§ **Work instructions**: From the entries, return every line where the string "query" shows up.

(Region pointing data)
-------
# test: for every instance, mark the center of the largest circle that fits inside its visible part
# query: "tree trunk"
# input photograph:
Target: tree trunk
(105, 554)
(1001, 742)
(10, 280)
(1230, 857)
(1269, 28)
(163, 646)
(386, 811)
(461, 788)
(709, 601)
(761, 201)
-------
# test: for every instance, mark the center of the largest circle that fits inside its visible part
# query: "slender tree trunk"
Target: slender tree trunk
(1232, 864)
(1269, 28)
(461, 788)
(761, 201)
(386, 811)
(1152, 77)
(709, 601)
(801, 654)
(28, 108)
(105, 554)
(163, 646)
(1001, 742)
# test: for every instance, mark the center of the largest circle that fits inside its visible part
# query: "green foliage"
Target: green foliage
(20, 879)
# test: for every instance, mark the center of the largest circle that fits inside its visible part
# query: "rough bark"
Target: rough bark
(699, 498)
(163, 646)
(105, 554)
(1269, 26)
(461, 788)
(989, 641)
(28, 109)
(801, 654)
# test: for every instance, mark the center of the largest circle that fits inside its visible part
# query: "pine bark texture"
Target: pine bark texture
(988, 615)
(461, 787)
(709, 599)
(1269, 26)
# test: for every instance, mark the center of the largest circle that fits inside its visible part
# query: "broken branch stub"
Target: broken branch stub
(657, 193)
-------
§ **Your solution**:
# query: "tree trunk"
# query: "slender tree trunk"
# query: "green foliage"
# query: "rough bark"
# query: "pine bark texture"
# query: "broken branch stub"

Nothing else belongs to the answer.